**THE PROBLEM**
Copying nothing before it, reproduce the line that holds "In this picture, where can the tire" and every line after it in the data, exactly.

**THE INPUT**
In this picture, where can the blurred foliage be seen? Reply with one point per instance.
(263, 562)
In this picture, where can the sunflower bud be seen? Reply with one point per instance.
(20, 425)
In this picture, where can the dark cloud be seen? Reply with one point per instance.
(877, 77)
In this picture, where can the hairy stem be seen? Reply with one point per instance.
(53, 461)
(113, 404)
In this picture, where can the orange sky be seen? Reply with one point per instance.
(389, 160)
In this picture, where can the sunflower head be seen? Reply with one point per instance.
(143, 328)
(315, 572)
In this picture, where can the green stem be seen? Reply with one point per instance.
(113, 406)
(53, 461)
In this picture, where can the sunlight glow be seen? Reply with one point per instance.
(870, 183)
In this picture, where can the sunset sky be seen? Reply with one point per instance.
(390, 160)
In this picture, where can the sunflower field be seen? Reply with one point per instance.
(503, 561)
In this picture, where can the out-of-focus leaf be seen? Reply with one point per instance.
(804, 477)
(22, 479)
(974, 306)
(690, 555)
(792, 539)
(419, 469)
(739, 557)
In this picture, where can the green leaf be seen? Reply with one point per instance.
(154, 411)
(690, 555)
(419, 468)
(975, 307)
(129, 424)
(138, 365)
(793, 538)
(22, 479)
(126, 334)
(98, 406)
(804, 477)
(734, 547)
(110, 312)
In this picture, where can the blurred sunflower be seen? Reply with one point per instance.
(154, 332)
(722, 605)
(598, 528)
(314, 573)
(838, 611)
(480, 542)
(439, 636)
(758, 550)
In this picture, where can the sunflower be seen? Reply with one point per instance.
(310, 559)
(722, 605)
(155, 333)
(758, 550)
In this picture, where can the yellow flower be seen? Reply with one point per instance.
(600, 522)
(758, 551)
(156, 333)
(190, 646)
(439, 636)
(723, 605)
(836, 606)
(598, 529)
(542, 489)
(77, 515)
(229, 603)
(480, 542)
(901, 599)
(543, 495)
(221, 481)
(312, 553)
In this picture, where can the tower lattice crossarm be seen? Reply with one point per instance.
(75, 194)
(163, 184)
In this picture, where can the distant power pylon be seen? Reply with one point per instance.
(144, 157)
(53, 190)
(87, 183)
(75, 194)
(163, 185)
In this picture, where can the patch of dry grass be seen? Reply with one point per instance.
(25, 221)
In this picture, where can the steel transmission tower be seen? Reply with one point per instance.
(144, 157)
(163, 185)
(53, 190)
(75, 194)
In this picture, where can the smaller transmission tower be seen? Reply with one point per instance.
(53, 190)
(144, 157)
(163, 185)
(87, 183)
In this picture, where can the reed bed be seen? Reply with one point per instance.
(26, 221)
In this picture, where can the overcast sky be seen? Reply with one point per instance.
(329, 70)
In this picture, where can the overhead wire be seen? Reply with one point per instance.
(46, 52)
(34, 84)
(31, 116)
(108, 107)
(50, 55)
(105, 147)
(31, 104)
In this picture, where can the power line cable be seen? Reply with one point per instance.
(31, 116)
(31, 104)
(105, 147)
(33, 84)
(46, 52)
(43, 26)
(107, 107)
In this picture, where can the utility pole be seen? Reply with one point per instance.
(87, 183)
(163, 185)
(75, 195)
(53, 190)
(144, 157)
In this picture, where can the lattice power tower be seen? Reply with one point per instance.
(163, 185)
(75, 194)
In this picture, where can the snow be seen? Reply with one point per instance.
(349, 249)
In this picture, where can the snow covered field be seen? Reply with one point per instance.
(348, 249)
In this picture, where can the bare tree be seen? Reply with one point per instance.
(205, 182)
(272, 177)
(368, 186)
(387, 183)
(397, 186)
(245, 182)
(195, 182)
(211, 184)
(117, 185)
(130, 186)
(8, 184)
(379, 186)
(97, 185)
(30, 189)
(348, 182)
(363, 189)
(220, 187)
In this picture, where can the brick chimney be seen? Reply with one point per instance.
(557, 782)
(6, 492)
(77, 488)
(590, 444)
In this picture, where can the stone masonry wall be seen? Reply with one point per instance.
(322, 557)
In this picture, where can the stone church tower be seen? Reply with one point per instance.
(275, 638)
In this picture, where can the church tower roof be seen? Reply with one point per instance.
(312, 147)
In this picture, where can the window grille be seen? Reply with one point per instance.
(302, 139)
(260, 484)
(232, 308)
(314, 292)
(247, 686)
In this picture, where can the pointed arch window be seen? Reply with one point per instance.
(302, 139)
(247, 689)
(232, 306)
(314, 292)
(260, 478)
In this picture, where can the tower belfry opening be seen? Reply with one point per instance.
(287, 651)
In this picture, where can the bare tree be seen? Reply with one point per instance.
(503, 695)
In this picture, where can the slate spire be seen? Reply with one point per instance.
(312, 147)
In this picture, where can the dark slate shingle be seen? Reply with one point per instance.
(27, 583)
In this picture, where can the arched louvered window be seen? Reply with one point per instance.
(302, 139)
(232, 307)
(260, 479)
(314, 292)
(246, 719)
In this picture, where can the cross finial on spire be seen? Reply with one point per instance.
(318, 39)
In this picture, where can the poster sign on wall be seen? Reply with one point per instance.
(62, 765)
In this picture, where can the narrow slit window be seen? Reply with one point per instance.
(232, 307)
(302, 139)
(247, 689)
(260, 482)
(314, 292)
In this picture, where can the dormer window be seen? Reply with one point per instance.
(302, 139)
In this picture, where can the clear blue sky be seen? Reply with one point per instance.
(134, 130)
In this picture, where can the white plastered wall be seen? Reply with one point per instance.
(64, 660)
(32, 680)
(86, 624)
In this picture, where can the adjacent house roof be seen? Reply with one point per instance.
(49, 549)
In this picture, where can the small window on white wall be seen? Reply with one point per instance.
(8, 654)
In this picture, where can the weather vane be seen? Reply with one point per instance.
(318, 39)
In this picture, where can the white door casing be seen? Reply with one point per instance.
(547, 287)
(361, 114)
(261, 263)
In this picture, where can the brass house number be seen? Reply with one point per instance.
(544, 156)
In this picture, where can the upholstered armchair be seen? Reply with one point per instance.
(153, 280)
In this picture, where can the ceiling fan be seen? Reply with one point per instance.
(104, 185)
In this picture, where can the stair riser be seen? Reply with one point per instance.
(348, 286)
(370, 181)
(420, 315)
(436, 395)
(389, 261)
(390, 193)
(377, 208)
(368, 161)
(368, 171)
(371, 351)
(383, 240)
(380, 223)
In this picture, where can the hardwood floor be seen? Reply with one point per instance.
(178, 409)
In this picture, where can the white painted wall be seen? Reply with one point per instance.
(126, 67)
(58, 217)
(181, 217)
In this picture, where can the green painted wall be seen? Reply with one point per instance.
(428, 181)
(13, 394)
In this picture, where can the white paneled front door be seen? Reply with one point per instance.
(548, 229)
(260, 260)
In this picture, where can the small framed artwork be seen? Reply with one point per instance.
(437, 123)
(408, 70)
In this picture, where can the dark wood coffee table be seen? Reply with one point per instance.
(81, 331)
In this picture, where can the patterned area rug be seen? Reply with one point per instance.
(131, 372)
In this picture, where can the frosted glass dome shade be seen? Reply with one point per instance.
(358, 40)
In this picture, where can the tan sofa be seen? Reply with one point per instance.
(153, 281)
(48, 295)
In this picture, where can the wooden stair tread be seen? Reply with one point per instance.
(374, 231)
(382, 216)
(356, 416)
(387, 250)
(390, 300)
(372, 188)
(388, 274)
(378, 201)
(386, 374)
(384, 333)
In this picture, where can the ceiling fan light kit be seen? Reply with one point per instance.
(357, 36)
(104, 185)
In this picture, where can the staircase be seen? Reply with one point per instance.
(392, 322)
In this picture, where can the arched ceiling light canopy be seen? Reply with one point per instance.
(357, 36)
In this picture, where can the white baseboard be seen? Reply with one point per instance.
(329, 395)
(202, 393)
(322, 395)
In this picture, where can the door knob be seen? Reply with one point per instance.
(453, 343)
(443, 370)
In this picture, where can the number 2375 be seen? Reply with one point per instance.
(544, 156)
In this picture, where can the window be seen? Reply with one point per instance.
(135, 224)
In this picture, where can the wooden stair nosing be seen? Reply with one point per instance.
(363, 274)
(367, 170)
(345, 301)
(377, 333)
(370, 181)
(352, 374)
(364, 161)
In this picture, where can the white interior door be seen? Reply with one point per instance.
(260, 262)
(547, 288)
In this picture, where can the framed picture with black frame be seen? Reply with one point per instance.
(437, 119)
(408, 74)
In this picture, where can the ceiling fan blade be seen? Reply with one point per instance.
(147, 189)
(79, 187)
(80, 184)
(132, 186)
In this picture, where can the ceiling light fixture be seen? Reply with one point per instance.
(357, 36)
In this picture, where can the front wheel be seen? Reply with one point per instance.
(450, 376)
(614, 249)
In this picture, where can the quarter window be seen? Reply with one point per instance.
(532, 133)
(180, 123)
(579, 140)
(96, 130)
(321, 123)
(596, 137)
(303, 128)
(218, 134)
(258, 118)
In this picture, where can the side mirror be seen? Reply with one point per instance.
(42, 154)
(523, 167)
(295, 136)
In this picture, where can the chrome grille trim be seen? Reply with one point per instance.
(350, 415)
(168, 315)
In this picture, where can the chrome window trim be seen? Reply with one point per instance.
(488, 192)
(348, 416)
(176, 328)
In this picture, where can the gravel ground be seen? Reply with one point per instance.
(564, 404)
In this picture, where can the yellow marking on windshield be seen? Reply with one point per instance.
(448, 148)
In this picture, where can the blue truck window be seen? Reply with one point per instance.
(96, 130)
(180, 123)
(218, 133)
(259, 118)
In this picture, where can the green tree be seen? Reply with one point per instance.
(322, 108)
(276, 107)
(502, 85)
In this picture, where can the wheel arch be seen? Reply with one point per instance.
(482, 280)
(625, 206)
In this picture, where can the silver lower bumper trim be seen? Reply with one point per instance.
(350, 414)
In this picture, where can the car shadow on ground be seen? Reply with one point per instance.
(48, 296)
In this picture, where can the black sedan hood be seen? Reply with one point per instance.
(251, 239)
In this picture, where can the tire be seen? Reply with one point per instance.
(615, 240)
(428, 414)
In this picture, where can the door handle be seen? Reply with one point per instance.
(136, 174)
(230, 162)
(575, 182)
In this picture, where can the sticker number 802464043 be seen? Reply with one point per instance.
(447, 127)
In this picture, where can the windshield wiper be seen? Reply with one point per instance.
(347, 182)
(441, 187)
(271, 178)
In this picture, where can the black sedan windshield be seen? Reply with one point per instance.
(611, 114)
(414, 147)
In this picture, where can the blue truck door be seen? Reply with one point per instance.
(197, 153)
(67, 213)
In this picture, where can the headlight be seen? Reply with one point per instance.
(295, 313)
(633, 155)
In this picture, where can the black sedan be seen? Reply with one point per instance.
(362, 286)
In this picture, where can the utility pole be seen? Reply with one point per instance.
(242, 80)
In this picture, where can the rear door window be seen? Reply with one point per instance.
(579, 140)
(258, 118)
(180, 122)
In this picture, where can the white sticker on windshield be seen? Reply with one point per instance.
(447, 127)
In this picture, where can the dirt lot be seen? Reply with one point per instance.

**RESPONSE TO THIS EXERCISE**
In this picture, where can the tire be seen? Reply with one point per instance.
(615, 240)
(428, 414)
In this picture, where can the door handle be seen? Reply with one point per instance.
(136, 174)
(230, 162)
(575, 182)
In this picture, where can the sticker number 802464043 be seen? Reply with one point per instance.
(447, 127)
In this picture, where can the windshield wiper be seen? Reply with one point per instance.
(347, 182)
(441, 187)
(271, 178)
In this picture, where can the black sedan windshield be seen? Reply with one point per instance.
(611, 114)
(414, 147)
In this picture, where can the blue truck door be seen? Reply with one point per instance.
(197, 153)
(67, 213)
In this picture, where can the headlight be seen? Reply with one point per instance.
(295, 313)
(633, 155)
In this picture, where can the black sedan be seen? Reply with one point per instance.
(362, 286)
In this picture, where can the utility pole be seen? Reply with one point per instance.
(242, 80)
In this picture, where can the rear door window be seen? Reply with one point per instance.
(579, 140)
(258, 118)
(180, 122)
In this picture, where can the white sticker on windshield be seen? Reply with one point per instance.
(447, 127)
In this picture, where can the dirt lot be seen? Reply with one point per instance.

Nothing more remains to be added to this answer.